### About this exercise
Without the pictures, output all of the data exactly.

[[ Given data open ]]

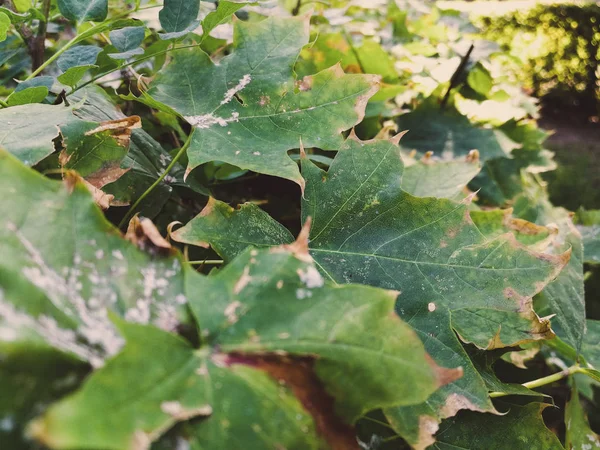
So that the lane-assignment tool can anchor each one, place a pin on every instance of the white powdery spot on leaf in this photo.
(65, 293)
(208, 120)
(245, 80)
(156, 306)
(303, 293)
(311, 277)
(48, 329)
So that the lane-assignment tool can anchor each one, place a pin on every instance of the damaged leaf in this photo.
(521, 428)
(96, 151)
(58, 282)
(451, 277)
(257, 352)
(249, 110)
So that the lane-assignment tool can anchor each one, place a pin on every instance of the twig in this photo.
(38, 46)
(456, 75)
(543, 381)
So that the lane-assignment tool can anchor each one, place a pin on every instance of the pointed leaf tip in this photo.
(396, 139)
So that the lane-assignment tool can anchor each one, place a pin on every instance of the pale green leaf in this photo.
(84, 10)
(223, 13)
(35, 94)
(435, 178)
(496, 222)
(58, 281)
(230, 231)
(249, 111)
(480, 79)
(81, 55)
(447, 132)
(145, 396)
(127, 38)
(73, 75)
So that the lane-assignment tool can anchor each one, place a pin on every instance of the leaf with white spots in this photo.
(249, 110)
(451, 277)
(259, 359)
(276, 302)
(448, 133)
(73, 270)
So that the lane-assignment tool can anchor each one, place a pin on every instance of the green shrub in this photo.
(560, 48)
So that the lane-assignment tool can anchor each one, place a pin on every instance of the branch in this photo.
(456, 75)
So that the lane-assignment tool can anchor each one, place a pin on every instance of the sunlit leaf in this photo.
(521, 428)
(84, 10)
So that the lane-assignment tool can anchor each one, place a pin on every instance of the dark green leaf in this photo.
(81, 55)
(246, 110)
(35, 94)
(128, 38)
(521, 428)
(178, 15)
(579, 435)
(59, 281)
(230, 231)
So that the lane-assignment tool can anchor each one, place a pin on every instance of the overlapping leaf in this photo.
(60, 280)
(522, 428)
(249, 110)
(253, 317)
(565, 295)
(450, 133)
(451, 277)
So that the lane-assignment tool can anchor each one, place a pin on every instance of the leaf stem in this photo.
(88, 33)
(543, 381)
(179, 154)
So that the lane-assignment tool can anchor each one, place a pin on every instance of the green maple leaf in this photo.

[[ Given data closed ]]

### Answer box
So that the lane-assignment tool can anchor each one, place a pin on every instance of the white powdery spot on leaf in this photo.
(65, 293)
(208, 120)
(245, 80)
(156, 306)
(303, 293)
(311, 277)
(48, 329)
So that the lane-assignment tool can anchor each one, place a pin on every instance of the damaged leaf in this photo.
(521, 428)
(96, 151)
(58, 282)
(451, 277)
(257, 352)
(249, 110)
So that the lane-assignment tool can anchor each one, place a pin on every instance of the twig in this photo.
(38, 46)
(456, 75)
(543, 381)
So that the lane-assignment tool can anchor each one, place a pin on every instance of the pointed leaf tip in this photo.
(396, 139)
So that the lane-assignment tool can anchor each one, place a pin on every instance of the pale green leaf in this photo.
(84, 10)
(223, 13)
(35, 94)
(435, 178)
(496, 222)
(58, 281)
(230, 231)
(249, 111)
(480, 79)
(81, 55)
(447, 132)
(145, 396)
(127, 38)
(73, 75)
So that the lane-assignment tool can anchor each one, place a pin on every instance of the leaf with white spots in this photo.
(249, 110)
(451, 277)
(259, 359)
(276, 302)
(448, 133)
(73, 270)
So that the lane-assignment tool can anchor each one, place a pin on every instance of the green shrub in this photo.
(560, 48)
So that the lane-assignment tool can anchor each one, place a pin on every instance of the branch in this photo.
(456, 75)
So that the lane-assignment tool can anchor each one, place a pin on every instance of the sunlit leaf in this photo.
(521, 428)
(84, 10)
So that the lane-assignment tool can anchor each one, place a pin on every instance of the dark green leaf in this photo.
(81, 55)
(246, 110)
(35, 94)
(128, 38)
(521, 428)
(178, 15)
(579, 435)
(59, 281)
(230, 231)
So that the lane-assignment tool can anchor each one, place a pin on every instance of the overlapping leaf in this photo.
(60, 280)
(522, 428)
(249, 110)
(253, 317)
(565, 295)
(450, 133)
(451, 277)
So that the lane-assignment tool can anchor each one, place a pin on every instance of the leaf stem in this photo.
(88, 33)
(543, 381)
(179, 154)
So that the lane-assignment tool can anchor each one, place a pin on every instance of the green maple leaf in this photo.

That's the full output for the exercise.